WHAT TO DO
Every line of the records that contains "faucet" should be tallied, and only the resulting number returned.

[Saved data entries]
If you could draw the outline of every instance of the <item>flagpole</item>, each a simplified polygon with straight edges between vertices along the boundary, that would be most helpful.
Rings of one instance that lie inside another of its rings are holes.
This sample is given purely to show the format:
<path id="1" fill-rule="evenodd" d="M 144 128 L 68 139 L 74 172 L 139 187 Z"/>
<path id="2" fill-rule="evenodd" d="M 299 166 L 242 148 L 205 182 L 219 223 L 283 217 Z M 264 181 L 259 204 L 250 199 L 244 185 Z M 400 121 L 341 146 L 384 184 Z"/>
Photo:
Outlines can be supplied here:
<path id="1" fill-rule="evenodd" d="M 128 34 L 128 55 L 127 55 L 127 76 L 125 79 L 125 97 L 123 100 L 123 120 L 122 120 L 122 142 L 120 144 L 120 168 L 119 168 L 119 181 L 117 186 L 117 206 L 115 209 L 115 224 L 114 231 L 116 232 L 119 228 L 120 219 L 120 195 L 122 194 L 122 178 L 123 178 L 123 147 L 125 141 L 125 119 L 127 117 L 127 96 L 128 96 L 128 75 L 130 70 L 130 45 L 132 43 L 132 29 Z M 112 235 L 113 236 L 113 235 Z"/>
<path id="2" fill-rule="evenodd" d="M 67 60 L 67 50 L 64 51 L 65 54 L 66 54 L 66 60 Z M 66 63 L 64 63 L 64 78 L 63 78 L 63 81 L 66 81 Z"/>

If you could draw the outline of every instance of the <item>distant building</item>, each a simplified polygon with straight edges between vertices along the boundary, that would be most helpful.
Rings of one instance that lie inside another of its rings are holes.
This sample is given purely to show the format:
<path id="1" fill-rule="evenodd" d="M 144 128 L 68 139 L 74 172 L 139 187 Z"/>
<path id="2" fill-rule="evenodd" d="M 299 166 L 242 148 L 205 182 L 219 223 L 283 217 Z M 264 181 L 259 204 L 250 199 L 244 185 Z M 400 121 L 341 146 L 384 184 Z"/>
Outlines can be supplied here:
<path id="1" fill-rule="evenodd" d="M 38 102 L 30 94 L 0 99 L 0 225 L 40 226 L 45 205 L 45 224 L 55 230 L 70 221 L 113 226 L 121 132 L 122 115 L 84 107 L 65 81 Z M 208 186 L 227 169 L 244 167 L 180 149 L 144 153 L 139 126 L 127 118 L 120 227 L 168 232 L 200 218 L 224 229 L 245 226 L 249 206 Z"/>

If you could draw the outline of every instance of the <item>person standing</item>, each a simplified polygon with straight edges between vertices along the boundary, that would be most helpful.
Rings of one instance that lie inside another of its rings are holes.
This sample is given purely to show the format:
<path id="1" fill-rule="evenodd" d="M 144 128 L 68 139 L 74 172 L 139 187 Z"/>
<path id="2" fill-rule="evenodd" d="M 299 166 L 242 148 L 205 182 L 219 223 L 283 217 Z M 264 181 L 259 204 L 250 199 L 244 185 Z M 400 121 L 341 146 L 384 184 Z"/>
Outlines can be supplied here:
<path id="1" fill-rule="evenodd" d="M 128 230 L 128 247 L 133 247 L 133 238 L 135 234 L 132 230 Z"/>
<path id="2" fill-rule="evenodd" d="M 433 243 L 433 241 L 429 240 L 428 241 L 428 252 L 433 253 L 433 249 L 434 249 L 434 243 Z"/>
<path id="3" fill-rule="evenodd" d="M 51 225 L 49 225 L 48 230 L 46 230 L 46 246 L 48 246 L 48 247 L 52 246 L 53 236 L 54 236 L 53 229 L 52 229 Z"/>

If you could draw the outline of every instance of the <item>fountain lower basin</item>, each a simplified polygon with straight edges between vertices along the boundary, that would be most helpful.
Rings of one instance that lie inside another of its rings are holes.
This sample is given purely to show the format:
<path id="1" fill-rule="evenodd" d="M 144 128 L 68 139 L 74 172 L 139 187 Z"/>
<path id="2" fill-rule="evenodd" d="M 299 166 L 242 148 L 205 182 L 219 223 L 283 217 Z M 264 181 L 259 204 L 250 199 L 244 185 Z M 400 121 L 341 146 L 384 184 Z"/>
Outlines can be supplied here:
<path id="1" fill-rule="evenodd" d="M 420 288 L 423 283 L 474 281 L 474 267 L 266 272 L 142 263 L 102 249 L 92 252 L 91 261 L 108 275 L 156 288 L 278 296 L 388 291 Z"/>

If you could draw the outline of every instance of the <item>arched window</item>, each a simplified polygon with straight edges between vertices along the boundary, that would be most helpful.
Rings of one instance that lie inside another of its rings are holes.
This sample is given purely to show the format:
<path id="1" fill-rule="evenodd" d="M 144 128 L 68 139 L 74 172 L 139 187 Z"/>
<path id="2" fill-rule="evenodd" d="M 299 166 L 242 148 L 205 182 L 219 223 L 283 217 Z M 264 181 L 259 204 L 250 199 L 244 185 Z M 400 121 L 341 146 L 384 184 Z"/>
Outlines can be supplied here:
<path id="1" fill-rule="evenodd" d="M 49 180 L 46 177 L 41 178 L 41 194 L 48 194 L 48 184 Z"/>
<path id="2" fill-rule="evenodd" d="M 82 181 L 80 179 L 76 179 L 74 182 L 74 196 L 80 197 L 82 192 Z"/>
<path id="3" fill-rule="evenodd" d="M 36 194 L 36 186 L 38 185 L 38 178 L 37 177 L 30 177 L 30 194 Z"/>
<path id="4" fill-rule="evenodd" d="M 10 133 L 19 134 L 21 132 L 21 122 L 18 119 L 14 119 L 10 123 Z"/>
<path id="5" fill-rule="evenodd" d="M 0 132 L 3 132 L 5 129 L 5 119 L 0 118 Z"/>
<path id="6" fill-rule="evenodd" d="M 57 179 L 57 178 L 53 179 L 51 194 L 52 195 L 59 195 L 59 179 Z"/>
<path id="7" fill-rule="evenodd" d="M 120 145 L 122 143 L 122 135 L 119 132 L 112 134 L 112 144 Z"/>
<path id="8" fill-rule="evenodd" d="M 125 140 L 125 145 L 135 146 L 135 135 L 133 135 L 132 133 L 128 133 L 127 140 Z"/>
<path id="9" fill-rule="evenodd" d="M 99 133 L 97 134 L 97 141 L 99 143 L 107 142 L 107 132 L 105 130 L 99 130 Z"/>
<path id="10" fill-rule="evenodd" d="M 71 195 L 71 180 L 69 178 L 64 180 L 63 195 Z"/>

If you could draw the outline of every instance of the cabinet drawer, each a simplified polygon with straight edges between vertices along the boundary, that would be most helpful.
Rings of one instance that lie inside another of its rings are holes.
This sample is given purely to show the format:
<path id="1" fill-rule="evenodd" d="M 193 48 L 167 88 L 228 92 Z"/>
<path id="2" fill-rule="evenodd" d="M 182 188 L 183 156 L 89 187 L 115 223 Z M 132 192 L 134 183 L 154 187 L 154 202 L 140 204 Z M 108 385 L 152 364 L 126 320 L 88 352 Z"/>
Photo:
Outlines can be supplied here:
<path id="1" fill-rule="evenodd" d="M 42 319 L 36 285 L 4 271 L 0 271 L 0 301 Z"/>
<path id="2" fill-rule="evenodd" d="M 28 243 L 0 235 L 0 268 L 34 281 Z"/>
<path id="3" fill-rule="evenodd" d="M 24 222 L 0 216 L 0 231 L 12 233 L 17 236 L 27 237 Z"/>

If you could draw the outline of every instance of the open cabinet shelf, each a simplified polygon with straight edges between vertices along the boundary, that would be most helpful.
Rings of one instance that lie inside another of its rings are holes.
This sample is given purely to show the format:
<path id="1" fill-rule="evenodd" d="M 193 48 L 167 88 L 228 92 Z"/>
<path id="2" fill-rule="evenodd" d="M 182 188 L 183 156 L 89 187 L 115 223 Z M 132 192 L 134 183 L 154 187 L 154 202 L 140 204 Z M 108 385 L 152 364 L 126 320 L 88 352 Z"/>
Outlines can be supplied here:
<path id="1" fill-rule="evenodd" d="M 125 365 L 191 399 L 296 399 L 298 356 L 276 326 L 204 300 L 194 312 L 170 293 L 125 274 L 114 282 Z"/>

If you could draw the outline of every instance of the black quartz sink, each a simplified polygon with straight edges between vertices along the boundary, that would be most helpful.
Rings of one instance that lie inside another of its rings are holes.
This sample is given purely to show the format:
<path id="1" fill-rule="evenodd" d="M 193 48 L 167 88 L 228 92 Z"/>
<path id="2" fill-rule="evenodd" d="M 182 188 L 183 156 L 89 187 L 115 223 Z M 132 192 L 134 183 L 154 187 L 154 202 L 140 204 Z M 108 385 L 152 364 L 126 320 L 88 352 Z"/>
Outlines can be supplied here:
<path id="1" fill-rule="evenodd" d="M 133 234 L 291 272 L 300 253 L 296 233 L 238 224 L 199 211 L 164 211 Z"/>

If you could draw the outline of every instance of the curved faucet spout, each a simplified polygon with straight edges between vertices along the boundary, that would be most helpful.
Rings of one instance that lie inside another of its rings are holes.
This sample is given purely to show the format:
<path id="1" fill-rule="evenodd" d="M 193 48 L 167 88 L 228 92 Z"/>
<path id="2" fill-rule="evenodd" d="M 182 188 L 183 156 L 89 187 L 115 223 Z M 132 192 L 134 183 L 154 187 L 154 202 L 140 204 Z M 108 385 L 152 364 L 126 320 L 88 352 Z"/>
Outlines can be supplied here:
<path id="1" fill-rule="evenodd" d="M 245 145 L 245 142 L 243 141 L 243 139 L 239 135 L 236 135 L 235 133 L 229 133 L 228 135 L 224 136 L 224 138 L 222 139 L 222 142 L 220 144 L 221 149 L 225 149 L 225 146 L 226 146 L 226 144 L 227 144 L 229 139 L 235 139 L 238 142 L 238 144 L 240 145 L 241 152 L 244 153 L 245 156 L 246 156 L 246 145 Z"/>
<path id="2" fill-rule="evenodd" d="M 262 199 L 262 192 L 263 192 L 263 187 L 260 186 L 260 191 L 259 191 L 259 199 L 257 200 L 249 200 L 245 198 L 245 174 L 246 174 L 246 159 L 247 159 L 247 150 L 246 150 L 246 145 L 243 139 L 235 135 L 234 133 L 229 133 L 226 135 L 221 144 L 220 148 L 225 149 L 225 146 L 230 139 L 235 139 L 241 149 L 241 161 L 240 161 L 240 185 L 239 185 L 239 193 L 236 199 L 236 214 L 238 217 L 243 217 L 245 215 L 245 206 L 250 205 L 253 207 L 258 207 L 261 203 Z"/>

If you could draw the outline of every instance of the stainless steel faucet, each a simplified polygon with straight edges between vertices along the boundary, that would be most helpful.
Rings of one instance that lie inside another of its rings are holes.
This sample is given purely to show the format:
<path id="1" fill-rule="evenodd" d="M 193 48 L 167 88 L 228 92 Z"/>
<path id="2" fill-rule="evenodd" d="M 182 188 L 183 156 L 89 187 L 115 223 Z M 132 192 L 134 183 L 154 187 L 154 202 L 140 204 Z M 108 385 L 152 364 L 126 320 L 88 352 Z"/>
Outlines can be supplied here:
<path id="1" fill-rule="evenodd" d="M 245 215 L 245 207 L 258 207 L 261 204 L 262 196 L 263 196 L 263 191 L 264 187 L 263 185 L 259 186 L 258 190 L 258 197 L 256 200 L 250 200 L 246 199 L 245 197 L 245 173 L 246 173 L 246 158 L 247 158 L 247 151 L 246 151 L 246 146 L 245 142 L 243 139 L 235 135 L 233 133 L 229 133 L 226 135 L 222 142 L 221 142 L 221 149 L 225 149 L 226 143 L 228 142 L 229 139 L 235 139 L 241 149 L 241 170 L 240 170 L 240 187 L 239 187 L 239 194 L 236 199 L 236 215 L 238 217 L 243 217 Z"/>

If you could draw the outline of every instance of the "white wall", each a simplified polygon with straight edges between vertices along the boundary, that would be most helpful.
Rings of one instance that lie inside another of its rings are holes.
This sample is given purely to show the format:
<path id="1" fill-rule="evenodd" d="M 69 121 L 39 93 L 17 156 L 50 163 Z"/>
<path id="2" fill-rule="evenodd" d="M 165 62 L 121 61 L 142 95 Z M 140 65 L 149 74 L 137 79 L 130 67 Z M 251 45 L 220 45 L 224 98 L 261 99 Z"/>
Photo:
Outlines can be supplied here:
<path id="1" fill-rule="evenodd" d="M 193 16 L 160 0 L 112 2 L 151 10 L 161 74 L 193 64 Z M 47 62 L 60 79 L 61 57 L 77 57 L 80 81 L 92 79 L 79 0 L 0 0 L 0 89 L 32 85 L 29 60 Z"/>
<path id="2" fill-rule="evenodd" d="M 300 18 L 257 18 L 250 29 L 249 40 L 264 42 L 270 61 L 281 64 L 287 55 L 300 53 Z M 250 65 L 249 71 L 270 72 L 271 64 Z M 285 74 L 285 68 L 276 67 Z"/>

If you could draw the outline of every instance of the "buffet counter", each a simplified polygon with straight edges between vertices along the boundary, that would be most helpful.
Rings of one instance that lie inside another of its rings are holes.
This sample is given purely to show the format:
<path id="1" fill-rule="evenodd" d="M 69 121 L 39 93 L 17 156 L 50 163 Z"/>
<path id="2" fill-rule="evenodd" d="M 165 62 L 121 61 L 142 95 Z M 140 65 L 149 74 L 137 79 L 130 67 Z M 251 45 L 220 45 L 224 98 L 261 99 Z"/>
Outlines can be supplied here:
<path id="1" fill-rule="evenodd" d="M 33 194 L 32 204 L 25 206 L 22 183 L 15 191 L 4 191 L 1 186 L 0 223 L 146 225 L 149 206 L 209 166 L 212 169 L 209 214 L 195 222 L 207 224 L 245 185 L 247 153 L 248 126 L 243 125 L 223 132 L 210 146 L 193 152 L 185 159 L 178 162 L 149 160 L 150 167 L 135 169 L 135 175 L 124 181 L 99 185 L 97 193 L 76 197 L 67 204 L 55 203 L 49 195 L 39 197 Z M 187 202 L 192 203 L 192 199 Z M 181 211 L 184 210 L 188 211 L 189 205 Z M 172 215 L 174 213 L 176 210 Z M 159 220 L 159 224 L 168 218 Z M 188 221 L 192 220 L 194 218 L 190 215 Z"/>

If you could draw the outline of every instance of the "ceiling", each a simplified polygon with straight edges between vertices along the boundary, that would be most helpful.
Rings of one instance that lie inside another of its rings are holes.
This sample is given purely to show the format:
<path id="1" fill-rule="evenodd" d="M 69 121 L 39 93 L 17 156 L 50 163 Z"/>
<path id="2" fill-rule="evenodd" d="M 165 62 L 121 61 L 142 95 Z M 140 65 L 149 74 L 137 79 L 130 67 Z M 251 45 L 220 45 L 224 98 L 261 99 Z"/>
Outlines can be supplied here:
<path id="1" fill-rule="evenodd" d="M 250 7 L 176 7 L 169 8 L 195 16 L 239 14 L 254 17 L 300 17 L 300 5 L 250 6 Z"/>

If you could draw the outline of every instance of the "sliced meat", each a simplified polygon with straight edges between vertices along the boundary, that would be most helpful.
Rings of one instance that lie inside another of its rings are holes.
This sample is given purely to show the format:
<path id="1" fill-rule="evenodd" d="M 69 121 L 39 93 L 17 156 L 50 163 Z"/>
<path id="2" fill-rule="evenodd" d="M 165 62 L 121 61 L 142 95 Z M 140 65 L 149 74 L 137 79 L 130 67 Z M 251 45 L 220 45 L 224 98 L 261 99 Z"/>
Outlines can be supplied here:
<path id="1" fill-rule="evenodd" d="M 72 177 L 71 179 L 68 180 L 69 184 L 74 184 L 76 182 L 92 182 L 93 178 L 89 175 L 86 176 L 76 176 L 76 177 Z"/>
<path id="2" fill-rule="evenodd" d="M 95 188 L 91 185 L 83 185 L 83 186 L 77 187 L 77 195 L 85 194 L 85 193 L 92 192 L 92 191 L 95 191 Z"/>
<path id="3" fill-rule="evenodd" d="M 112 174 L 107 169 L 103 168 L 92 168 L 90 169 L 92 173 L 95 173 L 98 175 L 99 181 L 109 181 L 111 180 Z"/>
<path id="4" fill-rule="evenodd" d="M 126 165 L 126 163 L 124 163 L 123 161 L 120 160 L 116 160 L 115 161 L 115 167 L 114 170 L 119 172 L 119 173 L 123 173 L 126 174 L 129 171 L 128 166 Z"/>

RESULT BELOW
2